**Directions**
Update the items from the start through the line containing "(685, 137), (920, 197)", inclusive, replacing "detector" with "locator" and changing nothing else. Leave the pictures out of your answer.

** begin Exercise inputs **

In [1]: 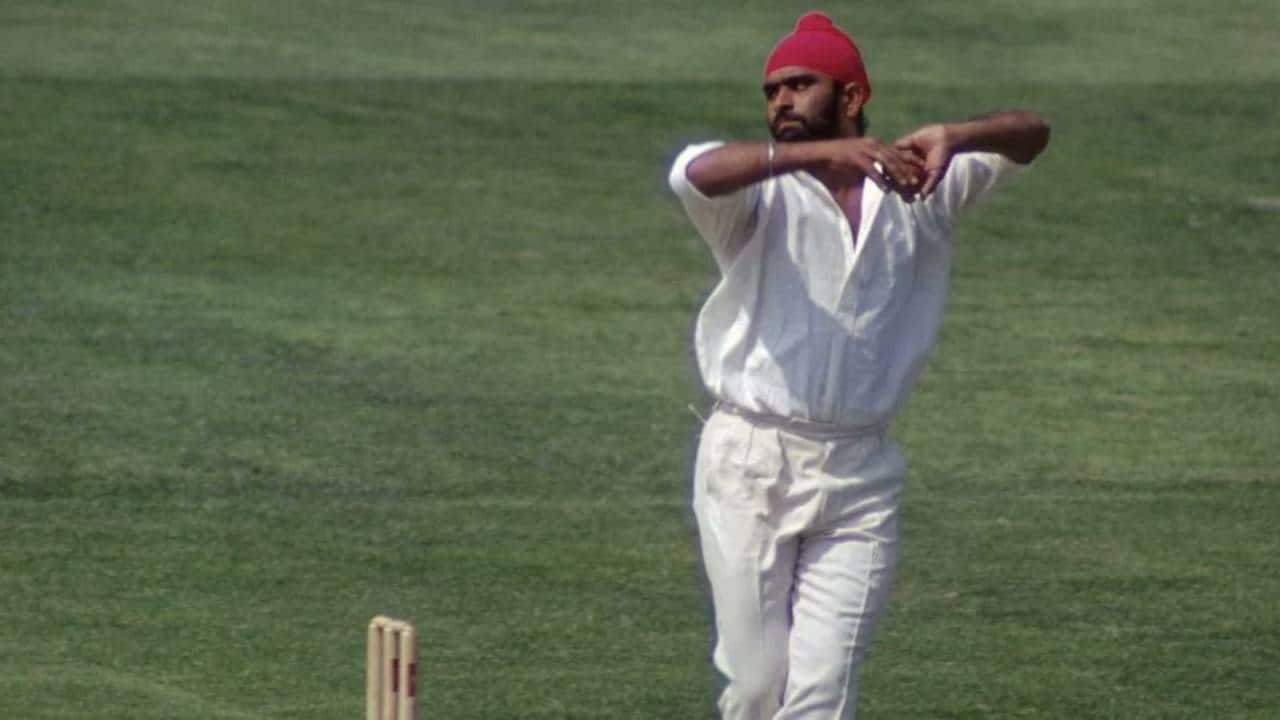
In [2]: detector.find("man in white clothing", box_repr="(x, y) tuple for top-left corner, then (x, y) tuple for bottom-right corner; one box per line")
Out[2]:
(669, 13), (1048, 720)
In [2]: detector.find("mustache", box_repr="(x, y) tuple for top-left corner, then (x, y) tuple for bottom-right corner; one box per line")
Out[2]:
(773, 110), (809, 127)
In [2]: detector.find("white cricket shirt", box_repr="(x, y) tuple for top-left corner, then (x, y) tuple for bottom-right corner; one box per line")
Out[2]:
(669, 142), (1020, 428)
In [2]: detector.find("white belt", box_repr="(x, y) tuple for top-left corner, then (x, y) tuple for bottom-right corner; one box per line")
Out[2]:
(714, 400), (888, 438)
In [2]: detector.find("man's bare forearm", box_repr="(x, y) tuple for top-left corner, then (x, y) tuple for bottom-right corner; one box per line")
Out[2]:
(943, 110), (1050, 165)
(685, 142), (823, 197)
(685, 137), (920, 197)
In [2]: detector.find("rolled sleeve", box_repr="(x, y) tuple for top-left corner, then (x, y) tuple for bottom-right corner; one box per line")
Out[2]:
(667, 142), (760, 269)
(929, 152), (1025, 220)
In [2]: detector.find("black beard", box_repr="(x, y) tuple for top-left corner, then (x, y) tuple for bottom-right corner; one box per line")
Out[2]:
(769, 92), (840, 142)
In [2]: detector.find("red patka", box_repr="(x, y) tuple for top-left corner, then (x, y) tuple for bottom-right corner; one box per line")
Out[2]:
(764, 12), (872, 102)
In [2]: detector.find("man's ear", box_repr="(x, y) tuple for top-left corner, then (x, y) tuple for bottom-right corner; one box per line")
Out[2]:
(844, 82), (867, 120)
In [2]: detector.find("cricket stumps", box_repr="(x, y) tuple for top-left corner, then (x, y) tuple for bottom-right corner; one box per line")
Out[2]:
(365, 615), (417, 720)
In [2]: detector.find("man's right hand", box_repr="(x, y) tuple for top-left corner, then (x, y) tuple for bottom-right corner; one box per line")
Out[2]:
(822, 137), (924, 200)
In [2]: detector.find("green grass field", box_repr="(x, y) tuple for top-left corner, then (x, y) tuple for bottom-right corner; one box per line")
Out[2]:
(0, 0), (1280, 720)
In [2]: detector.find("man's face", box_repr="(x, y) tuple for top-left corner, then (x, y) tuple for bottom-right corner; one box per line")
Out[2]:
(764, 67), (841, 142)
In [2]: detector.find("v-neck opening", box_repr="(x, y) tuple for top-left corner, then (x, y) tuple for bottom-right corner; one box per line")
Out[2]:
(795, 170), (884, 268)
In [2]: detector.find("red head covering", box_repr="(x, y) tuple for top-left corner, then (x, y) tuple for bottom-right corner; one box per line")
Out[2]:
(764, 12), (872, 102)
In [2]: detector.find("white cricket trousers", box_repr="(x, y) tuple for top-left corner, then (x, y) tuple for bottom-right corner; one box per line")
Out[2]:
(694, 409), (906, 720)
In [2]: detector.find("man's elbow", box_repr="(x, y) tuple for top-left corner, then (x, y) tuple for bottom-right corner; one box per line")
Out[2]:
(1014, 113), (1051, 165)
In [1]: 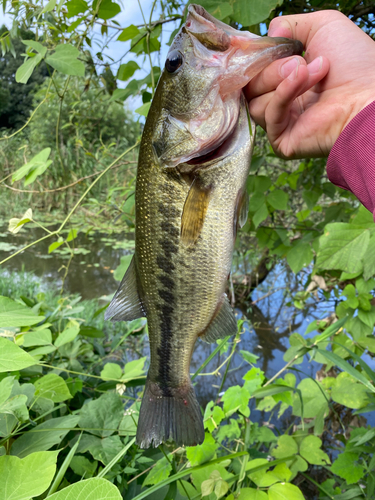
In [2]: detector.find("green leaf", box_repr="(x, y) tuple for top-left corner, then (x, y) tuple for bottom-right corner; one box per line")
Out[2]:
(113, 254), (133, 281)
(10, 415), (79, 458)
(12, 148), (52, 186)
(0, 337), (35, 373)
(331, 452), (365, 484)
(299, 435), (331, 465)
(316, 222), (370, 273)
(22, 328), (52, 347)
(231, 0), (282, 26)
(69, 455), (98, 478)
(16, 54), (43, 83)
(100, 363), (122, 380)
(48, 477), (122, 500)
(46, 43), (85, 76)
(186, 432), (217, 466)
(34, 373), (72, 403)
(117, 24), (140, 42)
(0, 296), (44, 328)
(121, 356), (147, 382)
(271, 434), (298, 458)
(267, 189), (289, 210)
(21, 40), (46, 57)
(222, 385), (250, 417)
(293, 378), (328, 418)
(135, 102), (151, 116)
(286, 241), (314, 274)
(55, 326), (79, 348)
(98, 0), (121, 20)
(0, 451), (59, 500)
(252, 203), (268, 227)
(237, 488), (268, 500)
(79, 392), (124, 437)
(331, 372), (368, 409)
(268, 483), (305, 500)
(143, 454), (172, 486)
(117, 61), (140, 82)
(65, 0), (88, 19)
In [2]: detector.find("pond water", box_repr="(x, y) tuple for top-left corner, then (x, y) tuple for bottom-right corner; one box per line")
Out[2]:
(0, 224), (375, 428)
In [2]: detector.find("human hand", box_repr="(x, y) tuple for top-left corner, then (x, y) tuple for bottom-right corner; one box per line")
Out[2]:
(245, 10), (375, 159)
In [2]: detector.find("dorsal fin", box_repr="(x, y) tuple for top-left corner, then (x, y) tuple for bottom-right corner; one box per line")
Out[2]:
(200, 294), (237, 343)
(181, 179), (211, 246)
(104, 256), (146, 321)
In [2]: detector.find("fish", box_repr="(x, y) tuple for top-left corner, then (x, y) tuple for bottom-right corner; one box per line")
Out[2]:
(105, 4), (303, 448)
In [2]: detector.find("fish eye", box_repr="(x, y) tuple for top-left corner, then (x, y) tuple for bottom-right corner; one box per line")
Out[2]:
(165, 50), (184, 73)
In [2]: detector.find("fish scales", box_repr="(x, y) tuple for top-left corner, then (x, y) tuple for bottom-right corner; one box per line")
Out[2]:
(106, 5), (302, 448)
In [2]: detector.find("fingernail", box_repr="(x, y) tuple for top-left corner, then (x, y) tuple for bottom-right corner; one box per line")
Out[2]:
(280, 57), (300, 80)
(307, 56), (323, 75)
(268, 18), (292, 37)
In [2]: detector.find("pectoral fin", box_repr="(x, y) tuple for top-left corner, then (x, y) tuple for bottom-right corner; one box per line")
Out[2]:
(181, 180), (211, 246)
(200, 294), (237, 343)
(104, 257), (146, 321)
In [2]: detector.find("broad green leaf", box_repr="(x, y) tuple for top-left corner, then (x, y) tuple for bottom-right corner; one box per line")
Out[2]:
(79, 392), (124, 437)
(0, 337), (35, 373)
(286, 241), (314, 273)
(98, 0), (121, 20)
(12, 148), (52, 186)
(267, 189), (289, 210)
(69, 455), (98, 478)
(22, 39), (46, 57)
(272, 434), (298, 458)
(100, 363), (122, 380)
(186, 432), (218, 465)
(22, 328), (52, 347)
(46, 43), (85, 76)
(331, 452), (365, 484)
(143, 454), (172, 486)
(65, 0), (88, 19)
(268, 483), (305, 500)
(0, 451), (59, 500)
(117, 24), (140, 42)
(252, 203), (268, 227)
(331, 372), (368, 409)
(113, 255), (133, 281)
(34, 373), (72, 403)
(299, 435), (331, 465)
(16, 54), (43, 83)
(55, 326), (79, 347)
(42, 0), (57, 14)
(222, 385), (250, 417)
(48, 477), (122, 500)
(10, 415), (79, 458)
(237, 488), (268, 500)
(121, 356), (147, 382)
(316, 222), (370, 273)
(117, 61), (140, 82)
(231, 0), (282, 26)
(293, 378), (328, 418)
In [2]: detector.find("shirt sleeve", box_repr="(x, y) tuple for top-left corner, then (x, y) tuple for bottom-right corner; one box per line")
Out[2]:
(327, 101), (375, 218)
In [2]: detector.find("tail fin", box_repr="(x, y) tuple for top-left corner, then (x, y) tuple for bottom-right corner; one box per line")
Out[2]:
(136, 379), (204, 448)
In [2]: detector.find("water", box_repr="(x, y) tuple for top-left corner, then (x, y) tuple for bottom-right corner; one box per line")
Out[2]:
(0, 224), (375, 427)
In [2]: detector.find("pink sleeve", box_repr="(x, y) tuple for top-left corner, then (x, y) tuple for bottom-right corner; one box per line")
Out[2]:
(327, 101), (375, 218)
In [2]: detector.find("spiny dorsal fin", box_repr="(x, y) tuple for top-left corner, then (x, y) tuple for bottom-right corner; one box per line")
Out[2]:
(104, 257), (146, 321)
(181, 179), (211, 246)
(200, 294), (237, 343)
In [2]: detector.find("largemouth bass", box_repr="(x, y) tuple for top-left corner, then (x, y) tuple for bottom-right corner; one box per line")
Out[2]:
(105, 5), (302, 448)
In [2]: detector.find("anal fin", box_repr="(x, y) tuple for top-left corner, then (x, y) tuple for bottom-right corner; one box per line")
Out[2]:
(200, 294), (237, 343)
(104, 257), (146, 321)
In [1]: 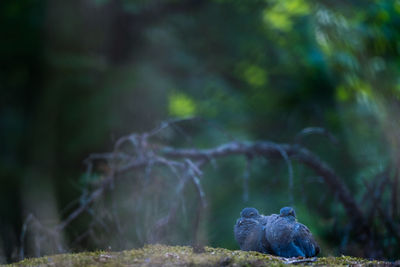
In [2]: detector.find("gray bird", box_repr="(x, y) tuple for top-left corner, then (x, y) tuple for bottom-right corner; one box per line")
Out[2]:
(265, 207), (320, 258)
(234, 208), (270, 253)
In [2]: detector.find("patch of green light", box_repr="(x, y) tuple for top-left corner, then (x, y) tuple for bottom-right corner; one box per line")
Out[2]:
(168, 92), (196, 117)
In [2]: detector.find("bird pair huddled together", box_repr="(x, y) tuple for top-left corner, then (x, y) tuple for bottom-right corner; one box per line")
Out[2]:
(234, 207), (320, 258)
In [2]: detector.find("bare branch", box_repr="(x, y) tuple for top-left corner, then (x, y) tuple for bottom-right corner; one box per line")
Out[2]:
(294, 127), (339, 145)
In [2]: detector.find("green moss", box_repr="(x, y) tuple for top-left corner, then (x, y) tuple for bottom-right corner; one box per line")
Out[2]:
(9, 245), (389, 266)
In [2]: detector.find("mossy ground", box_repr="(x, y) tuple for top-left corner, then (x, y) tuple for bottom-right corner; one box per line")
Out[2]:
(10, 245), (394, 266)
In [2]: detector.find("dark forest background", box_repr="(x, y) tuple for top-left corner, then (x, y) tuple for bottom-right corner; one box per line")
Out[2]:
(0, 0), (400, 262)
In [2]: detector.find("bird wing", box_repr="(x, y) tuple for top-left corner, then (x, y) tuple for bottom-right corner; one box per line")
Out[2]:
(293, 223), (320, 257)
(234, 218), (265, 252)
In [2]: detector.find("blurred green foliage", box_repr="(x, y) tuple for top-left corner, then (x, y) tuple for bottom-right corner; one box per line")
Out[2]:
(0, 0), (400, 261)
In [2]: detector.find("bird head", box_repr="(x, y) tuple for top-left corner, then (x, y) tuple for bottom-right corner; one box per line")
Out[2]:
(279, 207), (296, 218)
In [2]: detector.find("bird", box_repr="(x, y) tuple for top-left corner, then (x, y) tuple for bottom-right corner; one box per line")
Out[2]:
(234, 208), (271, 253)
(264, 207), (320, 258)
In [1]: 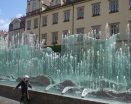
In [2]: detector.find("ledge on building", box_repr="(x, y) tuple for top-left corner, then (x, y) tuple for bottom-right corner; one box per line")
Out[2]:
(109, 10), (119, 14)
(63, 19), (70, 22)
(52, 42), (57, 44)
(92, 14), (100, 17)
(52, 22), (58, 25)
(42, 24), (47, 27)
(77, 17), (84, 20)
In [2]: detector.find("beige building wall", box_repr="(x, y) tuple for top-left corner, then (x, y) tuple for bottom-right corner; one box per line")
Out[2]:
(40, 6), (72, 46)
(26, 0), (131, 46)
(25, 15), (40, 36)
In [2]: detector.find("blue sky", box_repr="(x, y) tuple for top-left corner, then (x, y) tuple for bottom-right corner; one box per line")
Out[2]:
(0, 0), (27, 31)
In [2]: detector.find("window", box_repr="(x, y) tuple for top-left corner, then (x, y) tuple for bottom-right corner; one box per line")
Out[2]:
(129, 21), (131, 34)
(32, 0), (36, 11)
(13, 22), (19, 29)
(129, 0), (131, 10)
(64, 10), (70, 22)
(63, 30), (69, 37)
(77, 28), (84, 41)
(77, 7), (84, 19)
(53, 13), (58, 24)
(55, 0), (58, 5)
(42, 16), (47, 26)
(110, 24), (119, 36)
(27, 20), (31, 30)
(34, 18), (38, 28)
(92, 3), (100, 16)
(52, 32), (58, 44)
(41, 34), (47, 45)
(92, 26), (100, 39)
(77, 28), (84, 34)
(109, 0), (118, 13)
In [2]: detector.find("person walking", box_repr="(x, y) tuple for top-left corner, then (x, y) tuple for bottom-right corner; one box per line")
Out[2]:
(14, 75), (32, 103)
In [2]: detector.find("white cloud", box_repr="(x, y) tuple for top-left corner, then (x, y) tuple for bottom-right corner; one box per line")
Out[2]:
(0, 19), (10, 31)
(16, 14), (23, 18)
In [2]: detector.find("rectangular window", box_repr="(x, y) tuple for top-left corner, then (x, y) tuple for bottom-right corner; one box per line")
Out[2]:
(63, 30), (69, 37)
(77, 28), (84, 42)
(92, 3), (100, 16)
(77, 7), (84, 19)
(129, 21), (131, 34)
(32, 0), (36, 11)
(77, 28), (84, 34)
(129, 0), (131, 10)
(41, 34), (47, 45)
(64, 10), (70, 22)
(34, 18), (38, 28)
(110, 24), (119, 36)
(42, 16), (47, 26)
(27, 20), (31, 30)
(55, 0), (58, 5)
(52, 32), (58, 44)
(53, 13), (58, 24)
(92, 26), (100, 39)
(109, 0), (118, 13)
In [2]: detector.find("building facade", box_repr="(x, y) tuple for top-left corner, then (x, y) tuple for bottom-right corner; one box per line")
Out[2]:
(25, 0), (131, 46)
(9, 17), (26, 36)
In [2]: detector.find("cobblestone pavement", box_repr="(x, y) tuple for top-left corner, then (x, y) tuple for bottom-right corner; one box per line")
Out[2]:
(0, 96), (20, 104)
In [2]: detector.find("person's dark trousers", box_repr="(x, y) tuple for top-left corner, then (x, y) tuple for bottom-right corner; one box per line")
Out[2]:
(21, 91), (30, 102)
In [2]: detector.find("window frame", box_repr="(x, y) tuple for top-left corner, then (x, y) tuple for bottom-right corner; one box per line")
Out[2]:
(109, 23), (120, 36)
(129, 0), (131, 10)
(52, 32), (58, 44)
(77, 27), (84, 42)
(63, 30), (69, 38)
(27, 20), (31, 30)
(77, 6), (84, 19)
(34, 18), (38, 28)
(52, 13), (58, 24)
(109, 0), (119, 13)
(32, 0), (37, 11)
(41, 33), (47, 45)
(42, 16), (47, 26)
(63, 10), (70, 22)
(92, 2), (101, 16)
(92, 25), (101, 39)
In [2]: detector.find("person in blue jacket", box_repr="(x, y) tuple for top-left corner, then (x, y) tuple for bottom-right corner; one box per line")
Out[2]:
(14, 75), (32, 102)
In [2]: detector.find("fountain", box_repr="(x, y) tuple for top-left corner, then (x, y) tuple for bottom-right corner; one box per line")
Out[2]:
(0, 24), (131, 102)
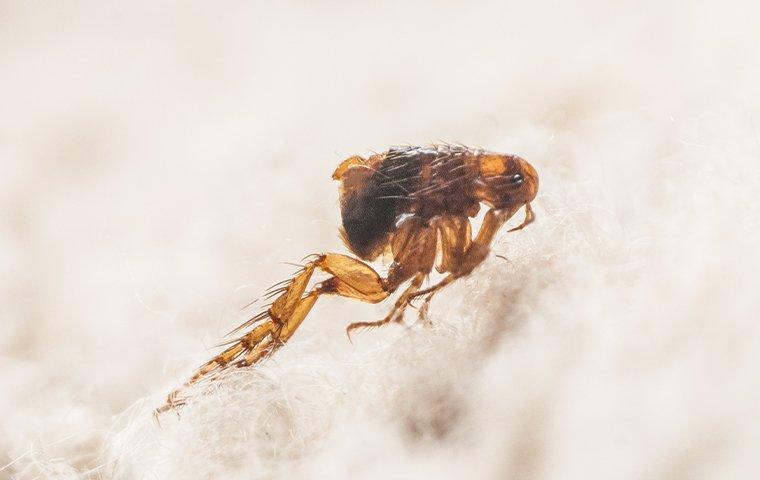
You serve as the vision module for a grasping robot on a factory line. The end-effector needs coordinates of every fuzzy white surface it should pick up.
[0,1,760,479]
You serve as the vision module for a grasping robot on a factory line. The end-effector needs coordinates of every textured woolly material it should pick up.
[0,1,760,480]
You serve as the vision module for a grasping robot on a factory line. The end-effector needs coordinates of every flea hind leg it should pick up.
[346,273,427,340]
[156,253,390,414]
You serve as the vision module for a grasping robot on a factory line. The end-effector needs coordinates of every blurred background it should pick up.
[0,0,760,479]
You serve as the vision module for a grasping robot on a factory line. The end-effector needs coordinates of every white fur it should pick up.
[0,0,760,479]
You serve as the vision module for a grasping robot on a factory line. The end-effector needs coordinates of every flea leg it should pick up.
[412,209,514,304]
[156,253,390,414]
[346,273,427,341]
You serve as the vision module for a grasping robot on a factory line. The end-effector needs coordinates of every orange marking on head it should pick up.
[480,155,507,177]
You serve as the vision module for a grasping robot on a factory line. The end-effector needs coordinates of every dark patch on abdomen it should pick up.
[341,148,420,260]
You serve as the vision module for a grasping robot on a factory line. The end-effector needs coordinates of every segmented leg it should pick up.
[156,253,391,413]
[411,206,533,306]
[346,273,427,340]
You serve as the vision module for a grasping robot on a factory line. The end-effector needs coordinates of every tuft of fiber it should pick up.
[0,0,760,480]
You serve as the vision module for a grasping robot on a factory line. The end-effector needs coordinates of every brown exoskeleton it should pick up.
[157,145,538,413]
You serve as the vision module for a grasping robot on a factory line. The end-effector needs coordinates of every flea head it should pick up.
[479,153,538,213]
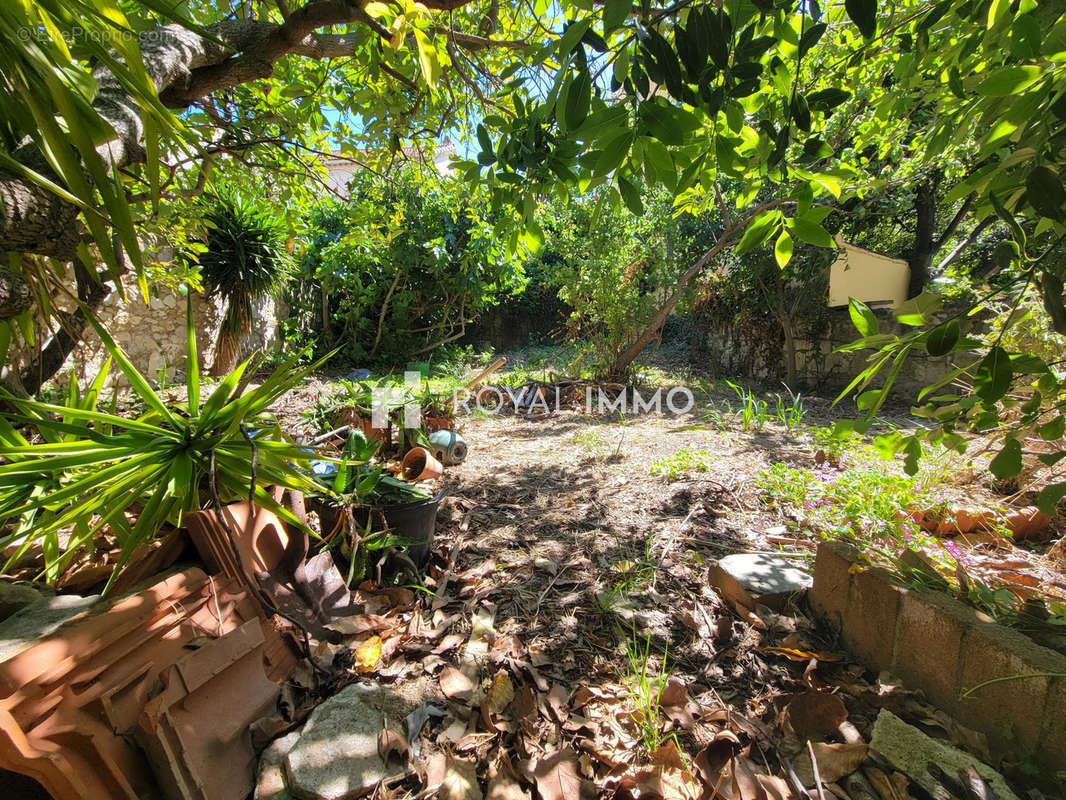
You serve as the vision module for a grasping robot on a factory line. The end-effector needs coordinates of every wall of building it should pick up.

** end Exercise inputs **

**Exercise answer**
In [1]: 
In [2]: locator.find("man in white clothing", box_repr="(x, y) tuple for top-left corner, then (x, y) tuple for bottom-right corner; one box per line")
Out[2]:
(669, 13), (1048, 720)
In [2]: locator.find("mustache", box_repr="(x, y) tuple for top-left corner, then (x, y) tuple for bottom-right corner; one box per line")
Out[2]:
(773, 110), (809, 127)
In [2]: locator.find("white cricket shirt", box_repr="(x, y) tuple for top-left corner, then (x, y) tuple for bottom-right corner; one box per line")
Out[2]:
(669, 142), (1020, 428)
In [2]: locator.find("white belt", box_repr="(x, y) tuple for top-left corner, then (x, y) tuple for bottom-right corner; one box per line")
Out[2]:
(714, 400), (888, 438)
In [2]: locator.find("man's bare forearm", box_repr="(x, y) tuple for top-left corner, then (x, y) tuple for bottom-right corner; one box per line")
Out[2]:
(943, 110), (1050, 165)
(685, 142), (823, 197)
(685, 137), (920, 197)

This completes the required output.